Write the listing below again, word for word.

Data to examine –
------------------------------------
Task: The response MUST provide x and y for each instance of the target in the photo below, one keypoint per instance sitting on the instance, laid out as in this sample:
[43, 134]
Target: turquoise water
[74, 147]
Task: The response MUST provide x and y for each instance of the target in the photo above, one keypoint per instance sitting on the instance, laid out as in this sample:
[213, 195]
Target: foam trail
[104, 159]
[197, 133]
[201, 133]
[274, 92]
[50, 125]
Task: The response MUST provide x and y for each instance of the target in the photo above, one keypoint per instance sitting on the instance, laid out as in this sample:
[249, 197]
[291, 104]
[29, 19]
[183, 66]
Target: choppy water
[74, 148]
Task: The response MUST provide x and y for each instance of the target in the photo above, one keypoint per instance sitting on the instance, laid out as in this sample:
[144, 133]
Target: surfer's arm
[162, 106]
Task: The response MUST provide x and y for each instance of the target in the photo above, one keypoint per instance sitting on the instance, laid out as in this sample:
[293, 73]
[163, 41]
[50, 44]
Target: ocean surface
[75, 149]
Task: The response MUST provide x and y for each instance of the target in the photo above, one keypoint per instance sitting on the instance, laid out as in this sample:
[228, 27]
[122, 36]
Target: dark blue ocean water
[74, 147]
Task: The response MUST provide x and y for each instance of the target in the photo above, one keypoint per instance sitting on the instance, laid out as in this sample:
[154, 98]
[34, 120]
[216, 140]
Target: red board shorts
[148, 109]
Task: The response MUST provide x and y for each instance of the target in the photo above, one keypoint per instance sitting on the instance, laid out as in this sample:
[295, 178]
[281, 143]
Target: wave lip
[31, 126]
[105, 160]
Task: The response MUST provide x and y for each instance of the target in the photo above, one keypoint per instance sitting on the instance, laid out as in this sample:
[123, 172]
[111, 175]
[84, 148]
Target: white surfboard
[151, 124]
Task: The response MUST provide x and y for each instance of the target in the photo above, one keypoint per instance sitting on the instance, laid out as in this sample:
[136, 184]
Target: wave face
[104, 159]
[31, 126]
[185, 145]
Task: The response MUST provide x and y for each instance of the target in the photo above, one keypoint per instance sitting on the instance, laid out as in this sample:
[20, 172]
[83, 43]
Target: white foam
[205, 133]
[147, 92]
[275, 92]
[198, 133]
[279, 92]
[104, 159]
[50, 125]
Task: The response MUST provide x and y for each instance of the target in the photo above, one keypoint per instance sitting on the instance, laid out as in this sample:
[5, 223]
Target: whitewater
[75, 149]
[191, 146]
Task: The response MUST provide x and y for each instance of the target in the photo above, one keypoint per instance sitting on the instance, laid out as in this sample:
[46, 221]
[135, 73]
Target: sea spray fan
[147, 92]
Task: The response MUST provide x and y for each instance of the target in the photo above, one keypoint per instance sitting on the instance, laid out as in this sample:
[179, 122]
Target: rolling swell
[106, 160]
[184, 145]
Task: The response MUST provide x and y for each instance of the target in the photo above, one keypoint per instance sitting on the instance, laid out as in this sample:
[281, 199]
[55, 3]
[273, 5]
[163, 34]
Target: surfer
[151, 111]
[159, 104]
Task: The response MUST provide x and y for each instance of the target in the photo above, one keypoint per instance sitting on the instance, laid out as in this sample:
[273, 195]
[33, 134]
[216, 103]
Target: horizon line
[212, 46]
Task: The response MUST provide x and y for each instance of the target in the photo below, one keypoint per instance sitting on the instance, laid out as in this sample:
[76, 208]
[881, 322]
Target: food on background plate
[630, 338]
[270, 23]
------------------------------------
Answer area –
Task: The response MUST provide x and y for each instance of the target in the photo below, one keypoint per instance sitting on the instance, laid out as in this sample:
[43, 134]
Target: turquoise water
[74, 147]
Task: The response MUST provide x and y for each instance of the target in the photo above, one keypoint per instance sitting on the instance, laid out as in this sample:
[213, 195]
Target: foam trail
[104, 159]
[197, 133]
[201, 133]
[274, 92]
[50, 125]
Task: The response MUST provide x and y for each instance of the target in the photo above, one keypoint per instance sitting on the instance, laid out as in this sample:
[249, 197]
[291, 104]
[29, 19]
[183, 66]
Target: choppy water
[74, 148]
Task: The response MUST provide x and y for each instance of the target in the photo above, one keypoint per instance sitting on the instance, laid out as in this sample:
[144, 133]
Target: surfer's arm
[162, 106]
Task: The response MUST provide x and y for each instance of the target in the photo above, one keypoint per instance sitting on the instance, laid out as in this sample:
[293, 73]
[163, 41]
[50, 44]
Target: ocean surface
[75, 149]
Task: The response MUST provide x and y for each instance of the target in the photo above, one keypoint per instance sitting on the instance, laid out as in this sample:
[228, 27]
[122, 36]
Target: dark blue ocean water
[74, 147]
Task: The response MUST provide x and y for each instance of the target in the photo above, one keypoint per instance sitting on the instance, laid out as in this sample:
[154, 98]
[34, 120]
[216, 140]
Target: red board shorts
[148, 109]
Task: The response MUST provide x and y for each instance of the target in the photo above, one keypoint per instance sitting on the instance, laid out as in this sample:
[295, 178]
[281, 143]
Target: wave lip
[31, 126]
[105, 160]
Task: The response MUST provide x and y for each instance of the target in the photo above, one keypoint per instance sitting on the instance, laid out as in this sample:
[123, 172]
[111, 175]
[84, 148]
Target: white surfboard
[151, 124]
Task: The response MUST provide x and y for each instance of the target in the photo above, one keypoint per instance sitting on the instance, laid out as in this sample:
[136, 184]
Target: wave face
[104, 159]
[31, 126]
[185, 145]
Task: The response MUST provide x and y for each instance of the target in the photo above, one keypoint per instance sitting on the instance, laid out as in this sample:
[20, 172]
[83, 43]
Target: white foam
[205, 133]
[147, 92]
[275, 92]
[198, 133]
[279, 92]
[104, 159]
[50, 125]
Task: The response MUST provide x and y for each instance of the target in the photo above, one keypoint per instance sitting on the instance, laid out as in this sample:
[5, 223]
Target: whitewater
[75, 149]
[191, 146]
Task: The response MUST provide x and y for each instance of the target in the photo above, one keypoint per instance sitting on the instance, laid out as in this sample:
[46, 221]
[135, 73]
Target: sea spray fan
[147, 92]
Task: The response MUST provide x and y for each instance of the target in the photo above, one keypoint per instance sitting on the instance, laid out as in this sample:
[179, 122]
Target: rolling swell
[106, 160]
[184, 145]
Task: The response MUST provide x and y for each instance of the target in the photo above, one keypoint per instance sitting on the instance, laid out as in this sample:
[281, 199]
[55, 3]
[273, 5]
[163, 34]
Target: surfer
[151, 111]
[159, 104]
Task: The response MUST provide x and y for each instance of the target in the photo above, one keypoint per instance sitting on the instance, laid out as in this sample:
[273, 195]
[33, 134]
[216, 103]
Target: horizon line
[212, 46]
Task: The response MUST provide x and y for each instance of the target in the photo below, one keypoint per instance sitting on the instance, laid out as in this sample:
[76, 208]
[881, 322]
Target: food on background plate
[630, 338]
[270, 23]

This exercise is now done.